• **REQUIRED WORK**
Would you transcribe word for word every line from the one containing "218L244 316L329 310L325" to the end of the data, both ends included, and leave out the rest?

• **MATERIAL FOR THIS TASK**
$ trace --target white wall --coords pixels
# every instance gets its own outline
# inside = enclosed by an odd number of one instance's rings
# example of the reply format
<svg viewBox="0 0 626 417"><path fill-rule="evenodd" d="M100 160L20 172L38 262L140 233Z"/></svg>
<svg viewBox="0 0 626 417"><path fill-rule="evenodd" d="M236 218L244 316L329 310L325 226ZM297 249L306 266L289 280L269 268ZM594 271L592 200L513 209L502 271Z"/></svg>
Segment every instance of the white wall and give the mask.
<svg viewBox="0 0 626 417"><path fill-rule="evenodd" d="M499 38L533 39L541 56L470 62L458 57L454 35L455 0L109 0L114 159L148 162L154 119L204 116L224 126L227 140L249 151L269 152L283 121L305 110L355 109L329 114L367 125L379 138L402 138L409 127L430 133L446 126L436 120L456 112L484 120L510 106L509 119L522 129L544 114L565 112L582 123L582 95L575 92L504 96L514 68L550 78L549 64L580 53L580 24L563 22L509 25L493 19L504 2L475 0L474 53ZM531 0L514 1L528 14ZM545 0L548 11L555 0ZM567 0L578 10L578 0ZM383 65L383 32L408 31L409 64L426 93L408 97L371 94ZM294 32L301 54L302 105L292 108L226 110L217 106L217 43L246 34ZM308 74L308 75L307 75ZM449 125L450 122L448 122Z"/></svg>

• **REPLY**
<svg viewBox="0 0 626 417"><path fill-rule="evenodd" d="M236 218L244 316L329 310L325 226ZM297 249L306 266L289 280L269 268ZM594 271L592 200L513 209L502 271Z"/></svg>
Segment every instance of the white wall and give the mask.
<svg viewBox="0 0 626 417"><path fill-rule="evenodd" d="M499 38L533 39L541 56L470 62L458 57L454 35L455 0L109 0L114 159L148 162L154 119L204 116L224 126L227 140L249 151L269 152L283 121L305 110L355 109L329 114L367 125L379 138L402 138L409 127L430 133L446 126L436 120L456 112L484 120L510 106L509 119L522 129L544 114L565 112L582 123L582 95L575 92L504 96L514 68L550 78L549 64L580 53L580 24L563 22L509 25L493 19L504 2L475 0L474 53ZM531 0L514 1L528 14ZM545 0L548 11L555 0ZM567 0L578 10L578 0ZM383 65L383 32L408 31L409 64L426 93L408 97L371 94ZM294 32L301 54L302 105L292 108L226 110L217 106L217 43L246 34ZM308 74L308 75L307 75ZM449 125L450 122L448 122Z"/></svg>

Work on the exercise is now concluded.